### QUOTED PASSAGE
Evaluation of the Paper

One of the issues with this paper is that there is a heavy reliance and dependence on manually curated backward reasoning data. This limits scalability and requires a human in the loop, which raises questions of accuracy/human-error within the dataset.

In comparison to DeepSeek’s R1 model, BackMATH uses PPO, which is more computationally expensive than GPRO used by DeepSeek, which raises questions about how adoptable and scalable its approach is in comparison to DeepSeek’s research.

The paper also assumes that training on backward reasoning helps models generalize to novel problems, which may not be fully true, and has not yet been fully proven. The model only improves by 1.6% on GSM8K and 2.1% on MATH, which are not significant in regards their comparison to competitor’s models. Additionally, real-world problems are often less defined and require an additional step of problem formulation for accurate complex problem solving, which the SFT examples lack. A broader evaluation of its problem-solving capabilities is required before proving this approach’s effectiveness in generalizaing to larger/differing domains beyond the training data.

### DATASET RECORDS
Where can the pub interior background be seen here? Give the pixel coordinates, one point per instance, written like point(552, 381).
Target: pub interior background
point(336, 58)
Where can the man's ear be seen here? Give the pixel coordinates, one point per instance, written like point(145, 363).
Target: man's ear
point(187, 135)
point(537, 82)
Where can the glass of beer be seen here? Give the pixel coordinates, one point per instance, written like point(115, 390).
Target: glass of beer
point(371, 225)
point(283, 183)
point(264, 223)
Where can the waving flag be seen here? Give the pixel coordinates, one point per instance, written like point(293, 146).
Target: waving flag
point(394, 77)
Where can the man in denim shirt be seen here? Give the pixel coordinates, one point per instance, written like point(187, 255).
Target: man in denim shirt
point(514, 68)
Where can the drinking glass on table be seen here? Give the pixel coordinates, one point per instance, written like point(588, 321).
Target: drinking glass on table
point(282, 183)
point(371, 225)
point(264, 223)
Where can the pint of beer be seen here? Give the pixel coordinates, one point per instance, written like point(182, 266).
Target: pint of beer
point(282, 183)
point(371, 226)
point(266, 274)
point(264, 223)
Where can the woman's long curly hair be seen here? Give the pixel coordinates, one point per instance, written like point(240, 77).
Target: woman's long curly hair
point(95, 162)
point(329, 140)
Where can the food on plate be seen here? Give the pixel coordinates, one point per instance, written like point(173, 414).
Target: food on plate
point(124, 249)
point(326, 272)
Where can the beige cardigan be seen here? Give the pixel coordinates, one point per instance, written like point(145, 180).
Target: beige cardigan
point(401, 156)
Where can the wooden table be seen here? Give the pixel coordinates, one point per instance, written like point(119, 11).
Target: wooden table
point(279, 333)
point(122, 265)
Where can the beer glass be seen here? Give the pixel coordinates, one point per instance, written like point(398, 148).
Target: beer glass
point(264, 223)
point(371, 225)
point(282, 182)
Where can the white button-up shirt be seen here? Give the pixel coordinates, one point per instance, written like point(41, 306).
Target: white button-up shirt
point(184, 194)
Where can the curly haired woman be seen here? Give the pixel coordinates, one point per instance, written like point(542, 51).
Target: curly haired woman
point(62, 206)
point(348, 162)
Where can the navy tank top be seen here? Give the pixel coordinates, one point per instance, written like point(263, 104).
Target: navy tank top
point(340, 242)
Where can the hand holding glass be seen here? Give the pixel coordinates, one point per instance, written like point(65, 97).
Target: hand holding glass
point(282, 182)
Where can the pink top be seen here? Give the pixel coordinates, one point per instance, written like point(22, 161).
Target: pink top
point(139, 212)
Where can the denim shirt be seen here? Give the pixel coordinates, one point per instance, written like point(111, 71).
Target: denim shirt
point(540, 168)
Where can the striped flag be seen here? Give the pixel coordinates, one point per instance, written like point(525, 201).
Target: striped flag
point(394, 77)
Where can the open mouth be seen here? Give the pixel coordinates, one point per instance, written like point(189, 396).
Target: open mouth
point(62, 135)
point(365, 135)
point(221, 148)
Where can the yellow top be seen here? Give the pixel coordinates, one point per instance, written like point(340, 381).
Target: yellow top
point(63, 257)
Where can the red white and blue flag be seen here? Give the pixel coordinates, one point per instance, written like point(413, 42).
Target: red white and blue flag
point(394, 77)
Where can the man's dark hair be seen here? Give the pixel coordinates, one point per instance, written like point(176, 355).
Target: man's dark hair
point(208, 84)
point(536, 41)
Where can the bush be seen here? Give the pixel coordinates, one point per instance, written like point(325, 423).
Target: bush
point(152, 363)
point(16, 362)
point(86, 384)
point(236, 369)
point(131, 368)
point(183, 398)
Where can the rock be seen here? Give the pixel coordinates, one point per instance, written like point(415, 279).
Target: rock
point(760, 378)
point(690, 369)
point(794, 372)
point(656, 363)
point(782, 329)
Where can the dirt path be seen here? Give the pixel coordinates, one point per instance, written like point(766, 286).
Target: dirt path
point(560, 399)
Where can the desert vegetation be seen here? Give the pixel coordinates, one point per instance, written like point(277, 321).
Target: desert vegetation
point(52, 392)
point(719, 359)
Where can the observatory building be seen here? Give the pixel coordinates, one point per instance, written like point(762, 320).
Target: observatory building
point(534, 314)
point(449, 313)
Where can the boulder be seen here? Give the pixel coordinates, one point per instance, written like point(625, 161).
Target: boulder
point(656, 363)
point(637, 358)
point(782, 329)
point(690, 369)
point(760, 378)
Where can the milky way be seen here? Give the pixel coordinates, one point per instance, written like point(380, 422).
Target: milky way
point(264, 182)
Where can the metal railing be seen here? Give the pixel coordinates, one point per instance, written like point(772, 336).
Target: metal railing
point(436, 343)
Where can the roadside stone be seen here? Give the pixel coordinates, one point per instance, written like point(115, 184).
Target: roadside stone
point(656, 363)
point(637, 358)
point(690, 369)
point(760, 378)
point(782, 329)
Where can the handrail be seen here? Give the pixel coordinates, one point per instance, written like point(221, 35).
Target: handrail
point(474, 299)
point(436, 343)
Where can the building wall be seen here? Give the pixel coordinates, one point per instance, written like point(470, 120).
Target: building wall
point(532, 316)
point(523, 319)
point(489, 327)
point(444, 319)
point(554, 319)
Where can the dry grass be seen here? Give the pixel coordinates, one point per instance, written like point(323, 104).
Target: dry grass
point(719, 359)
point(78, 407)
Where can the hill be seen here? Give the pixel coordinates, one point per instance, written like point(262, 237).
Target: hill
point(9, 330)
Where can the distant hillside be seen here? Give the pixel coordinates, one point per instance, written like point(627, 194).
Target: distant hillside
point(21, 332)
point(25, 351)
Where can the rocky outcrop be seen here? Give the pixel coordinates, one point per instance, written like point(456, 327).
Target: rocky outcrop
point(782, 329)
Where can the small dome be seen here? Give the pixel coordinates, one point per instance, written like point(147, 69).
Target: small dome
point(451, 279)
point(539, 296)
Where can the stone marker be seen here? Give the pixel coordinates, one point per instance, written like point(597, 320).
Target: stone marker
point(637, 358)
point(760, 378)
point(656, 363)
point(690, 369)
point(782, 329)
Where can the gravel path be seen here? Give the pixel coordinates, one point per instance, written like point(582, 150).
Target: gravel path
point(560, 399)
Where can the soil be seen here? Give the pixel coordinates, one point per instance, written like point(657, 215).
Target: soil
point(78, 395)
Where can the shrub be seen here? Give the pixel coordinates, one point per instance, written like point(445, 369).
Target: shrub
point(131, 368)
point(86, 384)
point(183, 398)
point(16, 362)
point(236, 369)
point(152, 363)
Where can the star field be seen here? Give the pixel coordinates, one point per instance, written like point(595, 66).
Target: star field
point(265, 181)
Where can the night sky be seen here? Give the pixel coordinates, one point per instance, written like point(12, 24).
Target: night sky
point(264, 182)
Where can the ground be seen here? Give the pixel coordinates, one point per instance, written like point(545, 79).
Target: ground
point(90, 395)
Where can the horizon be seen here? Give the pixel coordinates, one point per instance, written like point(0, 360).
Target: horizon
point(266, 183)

* * *

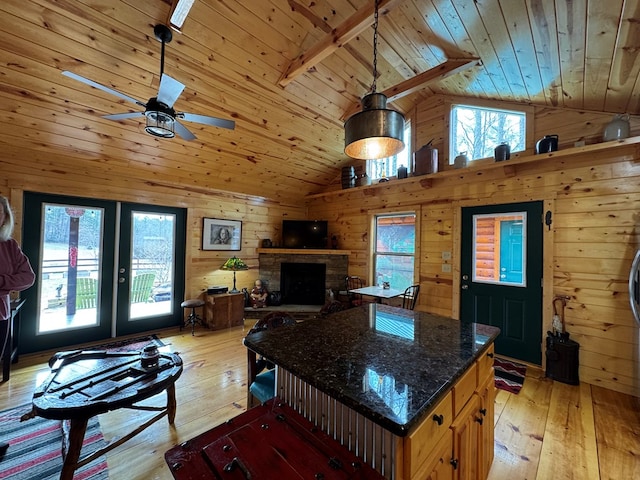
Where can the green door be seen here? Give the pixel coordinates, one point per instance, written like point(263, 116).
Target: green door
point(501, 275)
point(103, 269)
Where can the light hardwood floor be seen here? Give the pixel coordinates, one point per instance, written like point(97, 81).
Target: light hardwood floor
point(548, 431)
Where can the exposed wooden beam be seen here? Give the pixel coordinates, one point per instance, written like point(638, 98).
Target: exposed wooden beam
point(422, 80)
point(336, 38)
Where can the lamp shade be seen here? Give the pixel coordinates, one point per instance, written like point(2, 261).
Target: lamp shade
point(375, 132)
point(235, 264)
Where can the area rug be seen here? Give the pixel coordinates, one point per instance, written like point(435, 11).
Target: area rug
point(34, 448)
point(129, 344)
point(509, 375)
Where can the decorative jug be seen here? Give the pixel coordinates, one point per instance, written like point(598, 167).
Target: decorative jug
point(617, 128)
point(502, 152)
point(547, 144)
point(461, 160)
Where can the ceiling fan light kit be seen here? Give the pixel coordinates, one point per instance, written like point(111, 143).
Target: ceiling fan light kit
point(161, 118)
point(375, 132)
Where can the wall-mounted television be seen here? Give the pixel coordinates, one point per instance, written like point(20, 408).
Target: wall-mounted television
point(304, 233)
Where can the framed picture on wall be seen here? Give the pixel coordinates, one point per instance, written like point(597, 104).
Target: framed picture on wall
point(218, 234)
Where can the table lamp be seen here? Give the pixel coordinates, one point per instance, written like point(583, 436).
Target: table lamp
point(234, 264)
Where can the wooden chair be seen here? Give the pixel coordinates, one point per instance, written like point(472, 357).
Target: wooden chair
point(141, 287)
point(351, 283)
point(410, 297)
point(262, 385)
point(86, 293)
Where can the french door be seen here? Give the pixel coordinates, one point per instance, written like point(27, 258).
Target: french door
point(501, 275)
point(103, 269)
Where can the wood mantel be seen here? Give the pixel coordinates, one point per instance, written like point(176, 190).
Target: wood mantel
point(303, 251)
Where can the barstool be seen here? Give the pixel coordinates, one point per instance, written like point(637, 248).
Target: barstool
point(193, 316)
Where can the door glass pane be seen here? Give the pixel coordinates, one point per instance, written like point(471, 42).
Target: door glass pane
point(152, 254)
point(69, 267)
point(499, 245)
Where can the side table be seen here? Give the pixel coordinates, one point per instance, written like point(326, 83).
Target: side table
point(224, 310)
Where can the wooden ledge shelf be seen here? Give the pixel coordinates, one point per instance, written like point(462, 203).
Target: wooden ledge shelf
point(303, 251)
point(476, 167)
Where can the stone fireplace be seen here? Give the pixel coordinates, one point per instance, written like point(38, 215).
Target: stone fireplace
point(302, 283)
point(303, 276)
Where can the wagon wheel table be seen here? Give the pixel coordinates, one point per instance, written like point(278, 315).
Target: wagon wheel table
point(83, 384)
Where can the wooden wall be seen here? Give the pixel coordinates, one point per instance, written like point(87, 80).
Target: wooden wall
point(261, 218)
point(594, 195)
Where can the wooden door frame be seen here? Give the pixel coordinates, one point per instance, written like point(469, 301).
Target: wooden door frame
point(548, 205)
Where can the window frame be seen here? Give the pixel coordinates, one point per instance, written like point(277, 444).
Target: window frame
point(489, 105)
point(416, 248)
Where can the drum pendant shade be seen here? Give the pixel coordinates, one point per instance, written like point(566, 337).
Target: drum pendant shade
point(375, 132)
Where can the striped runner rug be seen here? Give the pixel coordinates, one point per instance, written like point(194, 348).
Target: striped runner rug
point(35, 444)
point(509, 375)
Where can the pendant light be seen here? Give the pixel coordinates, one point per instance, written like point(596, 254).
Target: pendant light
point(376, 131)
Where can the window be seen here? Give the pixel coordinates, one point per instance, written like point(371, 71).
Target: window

---

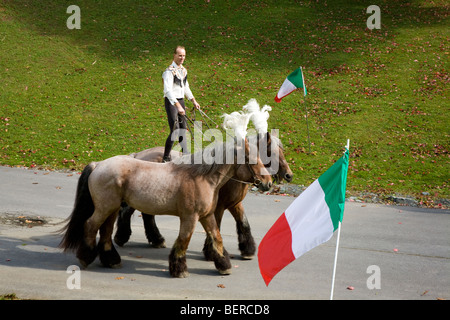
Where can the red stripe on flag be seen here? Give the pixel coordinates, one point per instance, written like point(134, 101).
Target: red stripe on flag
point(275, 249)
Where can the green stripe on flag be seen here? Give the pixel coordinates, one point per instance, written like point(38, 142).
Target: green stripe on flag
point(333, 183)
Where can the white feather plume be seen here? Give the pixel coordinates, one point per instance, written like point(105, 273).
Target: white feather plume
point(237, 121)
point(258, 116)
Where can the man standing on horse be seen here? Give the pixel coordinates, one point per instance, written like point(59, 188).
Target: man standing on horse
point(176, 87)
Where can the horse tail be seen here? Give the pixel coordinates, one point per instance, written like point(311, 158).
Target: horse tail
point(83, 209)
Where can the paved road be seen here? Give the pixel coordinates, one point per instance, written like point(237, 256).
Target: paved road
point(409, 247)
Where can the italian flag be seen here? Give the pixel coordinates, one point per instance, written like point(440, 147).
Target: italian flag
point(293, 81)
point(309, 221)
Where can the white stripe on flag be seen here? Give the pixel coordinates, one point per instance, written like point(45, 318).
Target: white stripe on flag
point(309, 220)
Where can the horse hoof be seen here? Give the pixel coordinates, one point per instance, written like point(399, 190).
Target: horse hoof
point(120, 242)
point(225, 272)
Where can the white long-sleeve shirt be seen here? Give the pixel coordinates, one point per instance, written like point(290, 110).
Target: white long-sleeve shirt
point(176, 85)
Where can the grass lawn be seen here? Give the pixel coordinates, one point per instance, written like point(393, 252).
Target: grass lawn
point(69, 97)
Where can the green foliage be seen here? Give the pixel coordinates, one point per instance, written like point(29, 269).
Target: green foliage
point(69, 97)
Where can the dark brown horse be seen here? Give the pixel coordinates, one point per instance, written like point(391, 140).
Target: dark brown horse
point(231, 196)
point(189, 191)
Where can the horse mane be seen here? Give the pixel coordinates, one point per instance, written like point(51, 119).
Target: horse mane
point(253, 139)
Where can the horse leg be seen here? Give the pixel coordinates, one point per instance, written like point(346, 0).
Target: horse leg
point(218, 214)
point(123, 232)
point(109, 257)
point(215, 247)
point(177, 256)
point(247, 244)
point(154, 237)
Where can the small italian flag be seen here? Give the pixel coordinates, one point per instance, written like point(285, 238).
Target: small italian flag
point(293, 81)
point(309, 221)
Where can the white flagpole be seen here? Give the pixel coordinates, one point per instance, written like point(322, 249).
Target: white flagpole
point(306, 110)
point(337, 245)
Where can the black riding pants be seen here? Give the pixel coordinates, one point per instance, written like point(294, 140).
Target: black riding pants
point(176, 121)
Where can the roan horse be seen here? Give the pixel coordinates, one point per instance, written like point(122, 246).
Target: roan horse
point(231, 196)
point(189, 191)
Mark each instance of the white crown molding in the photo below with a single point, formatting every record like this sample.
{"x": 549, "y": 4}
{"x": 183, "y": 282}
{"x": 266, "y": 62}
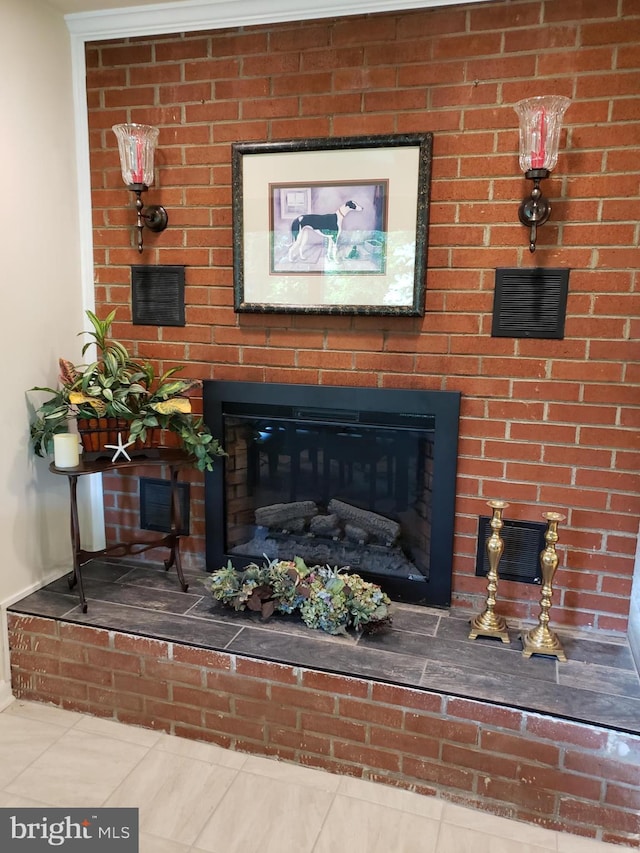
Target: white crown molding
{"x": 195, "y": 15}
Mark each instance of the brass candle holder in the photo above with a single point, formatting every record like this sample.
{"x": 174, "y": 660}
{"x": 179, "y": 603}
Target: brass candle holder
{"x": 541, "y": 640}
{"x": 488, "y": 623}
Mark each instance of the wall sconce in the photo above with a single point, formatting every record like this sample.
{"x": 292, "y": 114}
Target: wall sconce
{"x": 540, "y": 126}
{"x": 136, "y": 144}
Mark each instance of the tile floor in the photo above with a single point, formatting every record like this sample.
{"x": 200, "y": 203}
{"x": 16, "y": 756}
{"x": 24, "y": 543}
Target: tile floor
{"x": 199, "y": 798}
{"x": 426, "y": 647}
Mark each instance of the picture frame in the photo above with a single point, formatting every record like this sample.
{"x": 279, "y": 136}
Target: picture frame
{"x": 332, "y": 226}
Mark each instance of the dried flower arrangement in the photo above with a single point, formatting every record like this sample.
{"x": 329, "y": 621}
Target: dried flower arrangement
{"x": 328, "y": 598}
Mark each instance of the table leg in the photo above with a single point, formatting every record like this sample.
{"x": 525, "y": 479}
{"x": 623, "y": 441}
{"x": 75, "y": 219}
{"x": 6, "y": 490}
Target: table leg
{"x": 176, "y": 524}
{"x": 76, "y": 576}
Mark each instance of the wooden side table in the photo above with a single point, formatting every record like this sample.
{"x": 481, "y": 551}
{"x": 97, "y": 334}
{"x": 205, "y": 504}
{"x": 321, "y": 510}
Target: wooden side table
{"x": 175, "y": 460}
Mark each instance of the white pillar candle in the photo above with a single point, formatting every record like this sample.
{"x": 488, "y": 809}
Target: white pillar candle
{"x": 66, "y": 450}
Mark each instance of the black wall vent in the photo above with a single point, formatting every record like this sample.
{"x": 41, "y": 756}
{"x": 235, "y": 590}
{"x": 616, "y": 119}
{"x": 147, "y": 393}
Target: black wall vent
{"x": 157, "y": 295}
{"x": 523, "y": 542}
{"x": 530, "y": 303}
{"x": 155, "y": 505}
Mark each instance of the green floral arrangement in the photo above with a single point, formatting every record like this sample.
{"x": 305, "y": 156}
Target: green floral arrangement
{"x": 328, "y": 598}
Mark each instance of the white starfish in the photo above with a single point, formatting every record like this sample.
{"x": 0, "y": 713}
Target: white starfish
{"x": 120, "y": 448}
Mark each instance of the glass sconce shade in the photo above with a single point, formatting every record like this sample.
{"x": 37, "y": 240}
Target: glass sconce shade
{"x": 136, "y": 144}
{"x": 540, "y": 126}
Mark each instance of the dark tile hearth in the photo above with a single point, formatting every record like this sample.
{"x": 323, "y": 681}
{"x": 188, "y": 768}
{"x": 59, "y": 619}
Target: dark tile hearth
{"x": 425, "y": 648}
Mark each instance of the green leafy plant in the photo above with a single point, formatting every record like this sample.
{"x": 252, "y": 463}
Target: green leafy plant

### WHAT YOU WILL DO
(a) According to the paper evaluation, by what percentage does the model improve on MATH?
(b) Transcribe the stretch of the paper evaluation from "In comparison to DeepSeek’s R1" through "the training data.".

### ANSWERS TO EACH TASK
(a) 2.1%

(b)
In comparison to DeepSeek’s R1 model, BackMATH uses PPO, which is more computationally expensive than GPRO used by DeepSeek, which raises questions about how adoptable and scalable its approach is in comparison to DeepSeek’s research.

The paper also assumes that training on backward reasoning helps models generalize to novel problems, which may not be fully true, and has not yet been fully proven. The model only improves by 1.6% on GSM8K and 2.1% on MATH, which are not significant in regards their comparison to competitor’s models. Additionally, real-world problems are often less defined and require an additional step of problem formulation for accurate complex problem solving, which the SFT examples lack. A broader evaluation of its problem-solving capabilities is required before proving this approach’s effectiveness in generalizaing to larger/differing domains beyond the training data.